─── RECORDS FOR THIS TASK ───

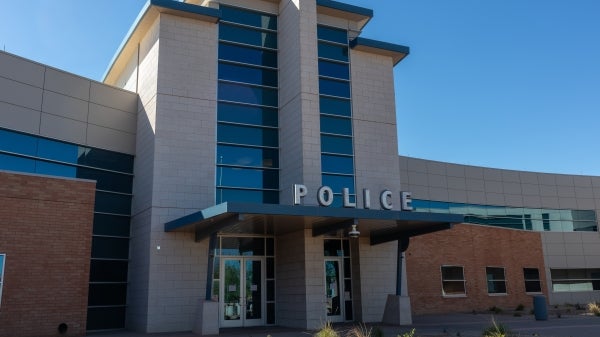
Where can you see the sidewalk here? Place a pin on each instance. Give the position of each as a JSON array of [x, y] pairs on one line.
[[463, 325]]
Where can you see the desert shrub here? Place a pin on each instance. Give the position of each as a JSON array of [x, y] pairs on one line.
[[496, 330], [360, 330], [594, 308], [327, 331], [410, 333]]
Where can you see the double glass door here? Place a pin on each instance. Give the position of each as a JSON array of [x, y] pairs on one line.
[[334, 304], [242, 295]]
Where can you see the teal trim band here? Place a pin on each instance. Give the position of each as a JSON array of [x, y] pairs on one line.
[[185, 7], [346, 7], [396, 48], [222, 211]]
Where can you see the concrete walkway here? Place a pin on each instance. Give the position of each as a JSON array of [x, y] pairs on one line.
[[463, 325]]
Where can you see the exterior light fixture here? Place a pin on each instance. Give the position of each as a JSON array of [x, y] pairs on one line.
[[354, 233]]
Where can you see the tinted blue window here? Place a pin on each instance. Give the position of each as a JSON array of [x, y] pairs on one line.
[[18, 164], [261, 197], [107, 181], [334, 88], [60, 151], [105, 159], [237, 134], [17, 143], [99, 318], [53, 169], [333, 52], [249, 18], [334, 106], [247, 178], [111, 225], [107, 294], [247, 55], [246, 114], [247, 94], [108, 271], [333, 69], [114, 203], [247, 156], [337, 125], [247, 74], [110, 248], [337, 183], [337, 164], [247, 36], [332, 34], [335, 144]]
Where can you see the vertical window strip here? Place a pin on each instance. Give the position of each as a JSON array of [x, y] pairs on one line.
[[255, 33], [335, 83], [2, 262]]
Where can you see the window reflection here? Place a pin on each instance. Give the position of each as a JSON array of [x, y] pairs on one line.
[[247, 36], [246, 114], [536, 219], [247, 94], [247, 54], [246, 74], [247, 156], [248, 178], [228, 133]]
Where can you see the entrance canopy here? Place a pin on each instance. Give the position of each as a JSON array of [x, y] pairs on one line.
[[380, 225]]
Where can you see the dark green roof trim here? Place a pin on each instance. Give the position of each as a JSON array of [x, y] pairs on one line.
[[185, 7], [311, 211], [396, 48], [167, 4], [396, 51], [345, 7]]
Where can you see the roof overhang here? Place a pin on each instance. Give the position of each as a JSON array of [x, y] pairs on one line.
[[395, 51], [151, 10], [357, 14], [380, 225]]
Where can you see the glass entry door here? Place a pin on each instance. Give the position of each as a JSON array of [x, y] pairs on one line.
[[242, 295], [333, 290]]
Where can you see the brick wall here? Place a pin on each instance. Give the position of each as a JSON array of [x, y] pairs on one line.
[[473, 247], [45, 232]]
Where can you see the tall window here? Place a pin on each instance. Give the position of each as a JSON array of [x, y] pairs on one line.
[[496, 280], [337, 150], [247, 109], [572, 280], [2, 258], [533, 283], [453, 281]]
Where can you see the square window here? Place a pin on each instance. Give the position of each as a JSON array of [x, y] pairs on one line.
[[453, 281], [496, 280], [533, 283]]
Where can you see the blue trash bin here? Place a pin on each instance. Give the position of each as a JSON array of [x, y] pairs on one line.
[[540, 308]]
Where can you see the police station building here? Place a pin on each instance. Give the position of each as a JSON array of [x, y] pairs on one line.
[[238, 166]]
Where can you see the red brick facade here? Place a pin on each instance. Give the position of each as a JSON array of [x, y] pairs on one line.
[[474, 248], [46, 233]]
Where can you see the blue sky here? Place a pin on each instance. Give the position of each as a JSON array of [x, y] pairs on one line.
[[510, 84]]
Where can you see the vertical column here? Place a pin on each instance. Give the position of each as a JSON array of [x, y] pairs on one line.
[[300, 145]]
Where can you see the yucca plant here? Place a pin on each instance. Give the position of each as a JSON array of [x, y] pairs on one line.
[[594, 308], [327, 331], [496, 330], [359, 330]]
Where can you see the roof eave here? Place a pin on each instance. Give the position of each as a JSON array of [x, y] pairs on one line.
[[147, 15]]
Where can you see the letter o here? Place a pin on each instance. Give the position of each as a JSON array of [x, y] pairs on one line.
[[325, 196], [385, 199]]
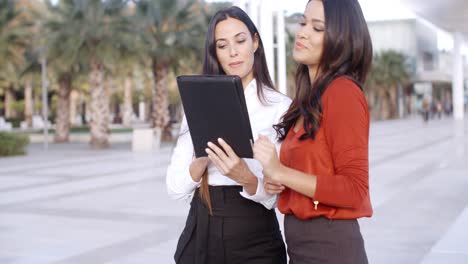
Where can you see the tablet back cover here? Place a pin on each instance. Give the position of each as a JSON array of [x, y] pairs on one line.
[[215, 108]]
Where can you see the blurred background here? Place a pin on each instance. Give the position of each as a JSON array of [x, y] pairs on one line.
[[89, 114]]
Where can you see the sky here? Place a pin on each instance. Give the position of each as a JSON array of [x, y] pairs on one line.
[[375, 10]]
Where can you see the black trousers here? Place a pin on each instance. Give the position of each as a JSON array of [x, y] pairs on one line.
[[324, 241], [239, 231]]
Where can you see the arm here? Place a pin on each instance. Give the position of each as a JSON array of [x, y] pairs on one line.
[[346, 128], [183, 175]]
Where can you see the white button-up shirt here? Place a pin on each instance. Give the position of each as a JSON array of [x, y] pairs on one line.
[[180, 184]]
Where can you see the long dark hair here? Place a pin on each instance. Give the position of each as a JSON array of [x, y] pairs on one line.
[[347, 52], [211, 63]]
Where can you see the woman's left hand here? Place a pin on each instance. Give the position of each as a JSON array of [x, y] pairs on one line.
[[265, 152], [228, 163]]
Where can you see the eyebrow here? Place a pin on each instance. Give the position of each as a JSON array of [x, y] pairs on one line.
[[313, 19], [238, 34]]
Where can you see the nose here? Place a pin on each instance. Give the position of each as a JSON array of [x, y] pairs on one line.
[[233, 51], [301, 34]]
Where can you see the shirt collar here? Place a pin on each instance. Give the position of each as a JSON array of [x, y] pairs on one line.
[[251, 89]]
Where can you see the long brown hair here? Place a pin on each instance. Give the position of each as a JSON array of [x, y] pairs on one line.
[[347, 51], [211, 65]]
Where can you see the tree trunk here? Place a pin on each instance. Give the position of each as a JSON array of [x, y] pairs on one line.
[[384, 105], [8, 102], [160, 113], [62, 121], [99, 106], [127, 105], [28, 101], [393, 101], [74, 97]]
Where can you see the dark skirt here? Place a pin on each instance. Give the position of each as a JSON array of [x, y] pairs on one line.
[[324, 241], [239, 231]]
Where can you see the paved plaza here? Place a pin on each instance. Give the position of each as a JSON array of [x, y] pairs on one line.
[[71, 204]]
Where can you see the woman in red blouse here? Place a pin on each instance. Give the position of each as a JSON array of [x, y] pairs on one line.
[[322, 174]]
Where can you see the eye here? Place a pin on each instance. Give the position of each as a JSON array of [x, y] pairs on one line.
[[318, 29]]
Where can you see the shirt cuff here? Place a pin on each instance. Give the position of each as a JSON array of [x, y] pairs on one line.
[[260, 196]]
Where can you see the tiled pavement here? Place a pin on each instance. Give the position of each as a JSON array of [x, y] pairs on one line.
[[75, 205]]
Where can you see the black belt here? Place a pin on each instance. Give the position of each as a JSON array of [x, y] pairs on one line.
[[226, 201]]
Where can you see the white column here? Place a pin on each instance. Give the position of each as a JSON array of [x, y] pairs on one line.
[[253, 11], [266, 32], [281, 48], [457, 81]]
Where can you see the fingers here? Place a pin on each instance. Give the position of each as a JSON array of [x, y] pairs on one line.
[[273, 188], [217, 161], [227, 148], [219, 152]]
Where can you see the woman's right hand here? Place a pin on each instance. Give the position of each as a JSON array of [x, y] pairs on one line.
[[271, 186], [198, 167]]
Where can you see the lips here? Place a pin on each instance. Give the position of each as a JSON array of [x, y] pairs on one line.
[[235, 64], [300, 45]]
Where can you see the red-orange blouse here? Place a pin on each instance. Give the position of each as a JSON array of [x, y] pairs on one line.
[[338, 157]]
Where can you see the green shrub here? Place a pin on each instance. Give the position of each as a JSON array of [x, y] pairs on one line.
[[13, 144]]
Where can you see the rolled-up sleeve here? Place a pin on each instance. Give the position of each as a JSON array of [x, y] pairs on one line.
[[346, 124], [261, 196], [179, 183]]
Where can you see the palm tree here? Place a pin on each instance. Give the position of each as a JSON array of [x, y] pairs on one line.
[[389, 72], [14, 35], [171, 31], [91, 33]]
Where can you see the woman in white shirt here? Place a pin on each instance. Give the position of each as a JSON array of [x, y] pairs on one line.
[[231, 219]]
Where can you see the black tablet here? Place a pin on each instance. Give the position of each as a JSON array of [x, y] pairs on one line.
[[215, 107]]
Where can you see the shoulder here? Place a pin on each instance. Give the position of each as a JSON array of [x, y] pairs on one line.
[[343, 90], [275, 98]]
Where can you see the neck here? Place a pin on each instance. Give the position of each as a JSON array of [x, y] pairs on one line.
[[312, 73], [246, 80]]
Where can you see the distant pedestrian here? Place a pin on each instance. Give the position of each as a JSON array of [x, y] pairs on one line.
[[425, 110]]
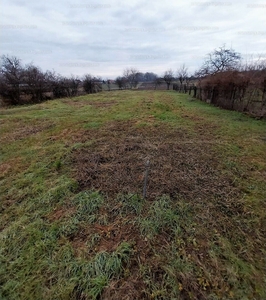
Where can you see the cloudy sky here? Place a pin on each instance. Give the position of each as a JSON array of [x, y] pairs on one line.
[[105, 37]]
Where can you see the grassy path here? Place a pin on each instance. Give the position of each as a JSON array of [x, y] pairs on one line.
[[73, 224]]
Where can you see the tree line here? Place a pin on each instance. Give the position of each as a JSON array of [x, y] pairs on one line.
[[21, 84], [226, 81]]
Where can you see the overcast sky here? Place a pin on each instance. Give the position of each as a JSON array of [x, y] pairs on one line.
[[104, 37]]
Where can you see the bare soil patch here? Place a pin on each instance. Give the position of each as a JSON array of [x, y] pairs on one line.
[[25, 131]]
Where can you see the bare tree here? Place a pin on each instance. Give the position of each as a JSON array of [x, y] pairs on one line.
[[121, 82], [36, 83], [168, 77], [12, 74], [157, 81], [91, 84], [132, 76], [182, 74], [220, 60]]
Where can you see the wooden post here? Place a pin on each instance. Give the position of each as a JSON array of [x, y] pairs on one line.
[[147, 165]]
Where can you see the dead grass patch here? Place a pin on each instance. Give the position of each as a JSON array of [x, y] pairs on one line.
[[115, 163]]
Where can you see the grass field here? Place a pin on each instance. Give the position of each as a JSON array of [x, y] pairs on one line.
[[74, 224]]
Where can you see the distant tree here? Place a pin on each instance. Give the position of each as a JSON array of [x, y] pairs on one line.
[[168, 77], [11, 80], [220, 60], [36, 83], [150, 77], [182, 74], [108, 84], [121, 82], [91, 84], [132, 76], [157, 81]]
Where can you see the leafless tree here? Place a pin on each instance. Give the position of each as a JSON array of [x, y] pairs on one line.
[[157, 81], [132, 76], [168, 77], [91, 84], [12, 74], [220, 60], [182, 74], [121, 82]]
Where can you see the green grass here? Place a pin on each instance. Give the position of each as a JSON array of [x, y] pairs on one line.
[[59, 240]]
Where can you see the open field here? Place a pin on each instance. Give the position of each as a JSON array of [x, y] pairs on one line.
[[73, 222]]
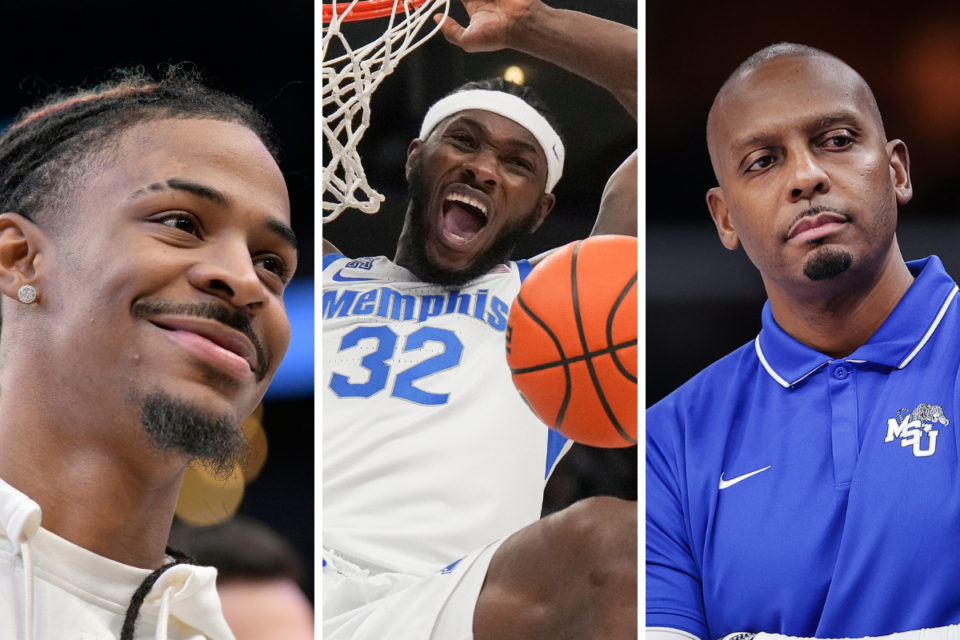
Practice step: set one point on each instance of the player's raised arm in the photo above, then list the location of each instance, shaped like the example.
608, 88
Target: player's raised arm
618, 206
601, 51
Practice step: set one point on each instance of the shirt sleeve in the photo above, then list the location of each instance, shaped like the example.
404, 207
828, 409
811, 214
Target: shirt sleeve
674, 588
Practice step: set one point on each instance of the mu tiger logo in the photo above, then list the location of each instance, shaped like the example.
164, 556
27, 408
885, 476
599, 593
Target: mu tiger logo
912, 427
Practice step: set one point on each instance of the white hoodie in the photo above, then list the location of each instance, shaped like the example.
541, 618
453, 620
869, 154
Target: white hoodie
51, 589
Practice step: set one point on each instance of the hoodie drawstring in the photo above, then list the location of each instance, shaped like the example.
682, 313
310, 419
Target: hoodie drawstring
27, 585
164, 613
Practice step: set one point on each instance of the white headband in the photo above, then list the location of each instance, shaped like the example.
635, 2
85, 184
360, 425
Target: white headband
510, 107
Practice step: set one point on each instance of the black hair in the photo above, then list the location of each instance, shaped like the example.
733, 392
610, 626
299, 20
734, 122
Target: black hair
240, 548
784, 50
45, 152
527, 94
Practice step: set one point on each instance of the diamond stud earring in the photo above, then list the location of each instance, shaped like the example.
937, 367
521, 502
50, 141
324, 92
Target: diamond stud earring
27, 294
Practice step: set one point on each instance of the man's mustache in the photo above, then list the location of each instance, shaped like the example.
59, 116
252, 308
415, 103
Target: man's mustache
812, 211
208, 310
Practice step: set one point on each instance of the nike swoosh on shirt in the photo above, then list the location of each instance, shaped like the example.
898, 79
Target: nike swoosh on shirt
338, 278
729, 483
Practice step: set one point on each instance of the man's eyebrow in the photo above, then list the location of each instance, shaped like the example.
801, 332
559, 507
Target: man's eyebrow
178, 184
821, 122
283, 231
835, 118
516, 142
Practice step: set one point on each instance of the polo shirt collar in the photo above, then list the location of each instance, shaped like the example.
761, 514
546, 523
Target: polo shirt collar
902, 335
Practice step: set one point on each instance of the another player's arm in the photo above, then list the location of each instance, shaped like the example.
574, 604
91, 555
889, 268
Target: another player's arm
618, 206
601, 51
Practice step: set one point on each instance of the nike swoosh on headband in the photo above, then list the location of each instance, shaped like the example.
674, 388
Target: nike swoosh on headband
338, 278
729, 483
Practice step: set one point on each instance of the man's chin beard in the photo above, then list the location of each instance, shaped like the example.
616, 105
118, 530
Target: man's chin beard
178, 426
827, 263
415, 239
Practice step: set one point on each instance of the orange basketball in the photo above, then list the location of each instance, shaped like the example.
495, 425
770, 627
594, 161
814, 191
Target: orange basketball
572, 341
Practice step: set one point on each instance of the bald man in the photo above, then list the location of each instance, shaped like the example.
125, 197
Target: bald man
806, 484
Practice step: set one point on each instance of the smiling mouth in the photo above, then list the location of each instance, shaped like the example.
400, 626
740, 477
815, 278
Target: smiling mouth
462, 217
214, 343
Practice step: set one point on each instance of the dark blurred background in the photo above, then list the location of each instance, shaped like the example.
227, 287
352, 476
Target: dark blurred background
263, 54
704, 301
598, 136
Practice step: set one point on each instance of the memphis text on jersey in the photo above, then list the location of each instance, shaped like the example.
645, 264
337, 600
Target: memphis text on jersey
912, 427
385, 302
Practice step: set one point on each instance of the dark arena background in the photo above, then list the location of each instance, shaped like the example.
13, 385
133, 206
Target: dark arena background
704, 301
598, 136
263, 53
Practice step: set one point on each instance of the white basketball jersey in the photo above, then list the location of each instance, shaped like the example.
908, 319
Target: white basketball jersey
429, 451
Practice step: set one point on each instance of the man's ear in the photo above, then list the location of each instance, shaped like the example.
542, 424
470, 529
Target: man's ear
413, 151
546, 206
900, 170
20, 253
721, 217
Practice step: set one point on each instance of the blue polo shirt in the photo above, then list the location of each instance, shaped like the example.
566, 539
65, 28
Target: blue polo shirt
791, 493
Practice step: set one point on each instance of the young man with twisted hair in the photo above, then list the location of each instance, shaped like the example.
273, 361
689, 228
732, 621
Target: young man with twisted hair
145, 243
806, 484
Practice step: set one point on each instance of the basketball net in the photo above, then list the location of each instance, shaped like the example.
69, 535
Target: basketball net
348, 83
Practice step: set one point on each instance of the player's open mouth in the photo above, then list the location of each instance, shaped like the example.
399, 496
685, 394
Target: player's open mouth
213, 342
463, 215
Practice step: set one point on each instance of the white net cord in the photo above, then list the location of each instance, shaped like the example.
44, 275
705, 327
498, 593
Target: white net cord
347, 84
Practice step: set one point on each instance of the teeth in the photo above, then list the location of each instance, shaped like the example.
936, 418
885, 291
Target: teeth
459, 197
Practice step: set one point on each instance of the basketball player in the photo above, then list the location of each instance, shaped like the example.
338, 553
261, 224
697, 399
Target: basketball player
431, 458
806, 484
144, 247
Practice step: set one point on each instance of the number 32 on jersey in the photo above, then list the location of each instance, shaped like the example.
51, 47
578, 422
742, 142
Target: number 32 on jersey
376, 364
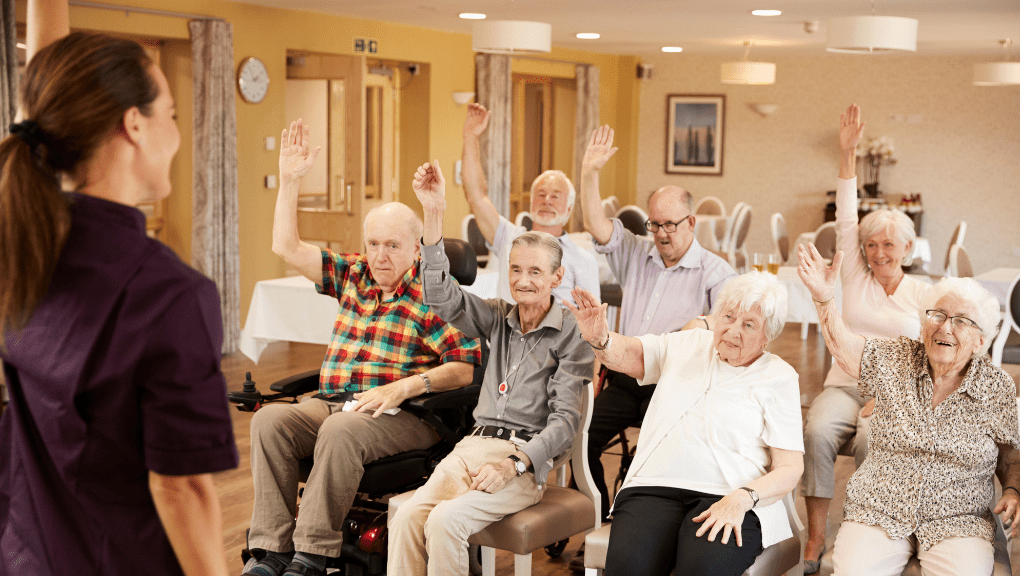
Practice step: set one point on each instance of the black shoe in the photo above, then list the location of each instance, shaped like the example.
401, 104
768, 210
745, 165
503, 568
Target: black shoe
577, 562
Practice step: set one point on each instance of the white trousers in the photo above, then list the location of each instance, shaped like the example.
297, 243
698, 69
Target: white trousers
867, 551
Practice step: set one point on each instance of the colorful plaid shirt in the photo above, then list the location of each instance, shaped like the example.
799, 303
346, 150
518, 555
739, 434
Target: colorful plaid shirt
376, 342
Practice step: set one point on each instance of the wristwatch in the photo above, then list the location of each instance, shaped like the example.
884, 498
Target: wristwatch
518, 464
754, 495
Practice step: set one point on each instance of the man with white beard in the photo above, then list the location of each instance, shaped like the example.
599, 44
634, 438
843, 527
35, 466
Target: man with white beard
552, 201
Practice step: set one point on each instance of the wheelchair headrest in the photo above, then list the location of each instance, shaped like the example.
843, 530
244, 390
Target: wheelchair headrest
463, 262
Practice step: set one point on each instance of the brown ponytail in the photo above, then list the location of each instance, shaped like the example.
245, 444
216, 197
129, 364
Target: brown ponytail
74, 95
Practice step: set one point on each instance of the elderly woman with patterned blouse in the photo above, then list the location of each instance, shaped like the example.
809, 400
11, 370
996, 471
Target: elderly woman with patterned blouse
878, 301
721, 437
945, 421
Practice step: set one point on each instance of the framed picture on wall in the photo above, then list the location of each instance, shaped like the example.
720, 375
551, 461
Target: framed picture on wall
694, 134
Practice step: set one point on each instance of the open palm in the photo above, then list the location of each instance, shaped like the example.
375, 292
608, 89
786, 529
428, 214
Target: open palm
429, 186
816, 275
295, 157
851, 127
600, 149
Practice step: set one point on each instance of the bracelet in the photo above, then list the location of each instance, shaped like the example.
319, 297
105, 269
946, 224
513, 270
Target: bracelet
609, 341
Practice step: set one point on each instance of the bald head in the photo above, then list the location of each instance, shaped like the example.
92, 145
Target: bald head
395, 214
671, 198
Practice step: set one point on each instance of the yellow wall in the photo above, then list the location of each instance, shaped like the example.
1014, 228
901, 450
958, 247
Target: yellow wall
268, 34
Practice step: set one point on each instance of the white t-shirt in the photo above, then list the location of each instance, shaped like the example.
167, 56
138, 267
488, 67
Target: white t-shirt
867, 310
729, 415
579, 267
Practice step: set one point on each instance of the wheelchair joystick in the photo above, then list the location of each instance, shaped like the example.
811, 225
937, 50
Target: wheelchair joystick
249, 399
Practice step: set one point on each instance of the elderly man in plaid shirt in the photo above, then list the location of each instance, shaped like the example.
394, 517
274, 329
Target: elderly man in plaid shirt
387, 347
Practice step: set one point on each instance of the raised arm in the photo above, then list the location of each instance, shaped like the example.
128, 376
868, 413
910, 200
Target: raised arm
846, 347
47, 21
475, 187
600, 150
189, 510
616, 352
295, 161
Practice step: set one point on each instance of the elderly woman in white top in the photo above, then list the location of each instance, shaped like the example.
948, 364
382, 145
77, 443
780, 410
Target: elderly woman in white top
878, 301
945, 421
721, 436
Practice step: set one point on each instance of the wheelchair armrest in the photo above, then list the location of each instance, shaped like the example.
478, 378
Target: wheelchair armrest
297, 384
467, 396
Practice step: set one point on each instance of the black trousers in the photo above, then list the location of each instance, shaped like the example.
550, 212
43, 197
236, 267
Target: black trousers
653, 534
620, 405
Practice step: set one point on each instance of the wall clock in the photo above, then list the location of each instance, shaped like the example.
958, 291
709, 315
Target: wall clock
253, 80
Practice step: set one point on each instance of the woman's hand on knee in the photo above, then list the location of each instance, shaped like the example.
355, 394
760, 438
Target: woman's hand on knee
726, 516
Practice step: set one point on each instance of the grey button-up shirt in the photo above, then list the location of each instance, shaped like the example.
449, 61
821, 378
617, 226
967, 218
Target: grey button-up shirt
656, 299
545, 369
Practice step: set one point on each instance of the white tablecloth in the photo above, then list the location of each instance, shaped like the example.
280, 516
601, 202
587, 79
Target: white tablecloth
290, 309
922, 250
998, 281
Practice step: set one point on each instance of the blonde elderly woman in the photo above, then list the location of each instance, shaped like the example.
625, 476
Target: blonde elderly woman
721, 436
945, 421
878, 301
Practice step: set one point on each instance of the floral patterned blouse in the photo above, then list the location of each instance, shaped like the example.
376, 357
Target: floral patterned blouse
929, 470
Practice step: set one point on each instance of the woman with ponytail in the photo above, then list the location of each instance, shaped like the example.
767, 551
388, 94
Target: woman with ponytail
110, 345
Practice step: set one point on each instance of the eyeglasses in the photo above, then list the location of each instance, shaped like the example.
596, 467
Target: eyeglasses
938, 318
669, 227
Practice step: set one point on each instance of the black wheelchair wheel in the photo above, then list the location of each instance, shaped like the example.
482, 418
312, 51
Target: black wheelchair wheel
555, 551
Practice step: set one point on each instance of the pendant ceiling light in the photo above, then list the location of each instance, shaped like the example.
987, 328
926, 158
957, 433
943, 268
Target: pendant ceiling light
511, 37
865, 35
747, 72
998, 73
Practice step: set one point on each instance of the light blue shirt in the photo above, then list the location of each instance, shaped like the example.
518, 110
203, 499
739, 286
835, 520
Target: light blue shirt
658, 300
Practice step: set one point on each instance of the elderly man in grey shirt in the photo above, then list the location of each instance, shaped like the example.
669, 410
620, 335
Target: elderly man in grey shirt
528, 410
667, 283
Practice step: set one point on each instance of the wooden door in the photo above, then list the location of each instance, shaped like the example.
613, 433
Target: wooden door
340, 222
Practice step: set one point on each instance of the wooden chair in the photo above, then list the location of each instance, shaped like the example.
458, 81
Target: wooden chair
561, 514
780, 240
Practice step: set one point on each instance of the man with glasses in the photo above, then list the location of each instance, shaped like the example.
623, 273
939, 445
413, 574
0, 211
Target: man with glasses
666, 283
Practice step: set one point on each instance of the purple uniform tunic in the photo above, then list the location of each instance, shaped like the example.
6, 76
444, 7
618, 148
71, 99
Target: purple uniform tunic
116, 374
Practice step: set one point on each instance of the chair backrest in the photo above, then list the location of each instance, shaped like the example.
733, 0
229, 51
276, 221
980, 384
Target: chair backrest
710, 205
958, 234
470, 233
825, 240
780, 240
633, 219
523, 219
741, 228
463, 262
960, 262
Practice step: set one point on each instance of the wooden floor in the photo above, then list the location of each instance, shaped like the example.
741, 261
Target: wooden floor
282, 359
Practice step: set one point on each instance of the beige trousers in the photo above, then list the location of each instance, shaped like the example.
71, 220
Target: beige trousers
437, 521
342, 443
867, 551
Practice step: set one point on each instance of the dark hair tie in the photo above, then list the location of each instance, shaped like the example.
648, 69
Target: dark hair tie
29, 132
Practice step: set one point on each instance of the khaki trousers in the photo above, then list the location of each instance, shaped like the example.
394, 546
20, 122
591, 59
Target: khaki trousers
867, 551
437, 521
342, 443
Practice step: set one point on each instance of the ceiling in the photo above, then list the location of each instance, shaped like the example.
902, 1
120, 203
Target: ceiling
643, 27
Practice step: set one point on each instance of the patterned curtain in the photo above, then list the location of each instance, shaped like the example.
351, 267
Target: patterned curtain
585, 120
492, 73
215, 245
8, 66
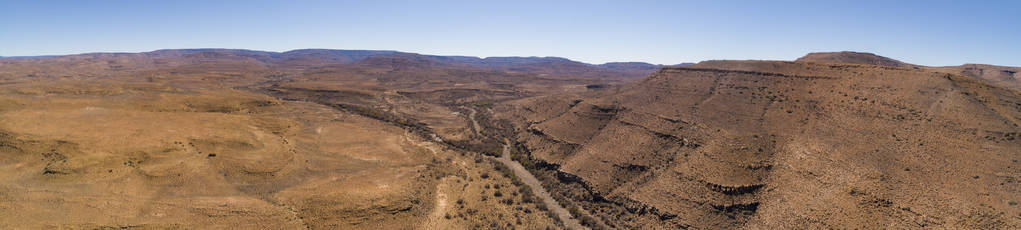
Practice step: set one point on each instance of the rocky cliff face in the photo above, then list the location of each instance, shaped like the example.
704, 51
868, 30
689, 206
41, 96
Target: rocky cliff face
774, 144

───

**TASK PROMPT:**
From the records above, print only the lines between the one holding "the bald head" and the one holding "Practice step: set one point on each instance of the yellow", inclusive, exactly as they stand.

**EXERCISE OUTPUT:**
Practice step: set one point on each instance of the bald head in the photo above, then list the location of each instance, shaped like the example.
92, 145
Target: bald head
395, 214
671, 198
Practice step: set one point on each instance of the yellow wall in the photo above, then list the location of each instance, shaped like the example.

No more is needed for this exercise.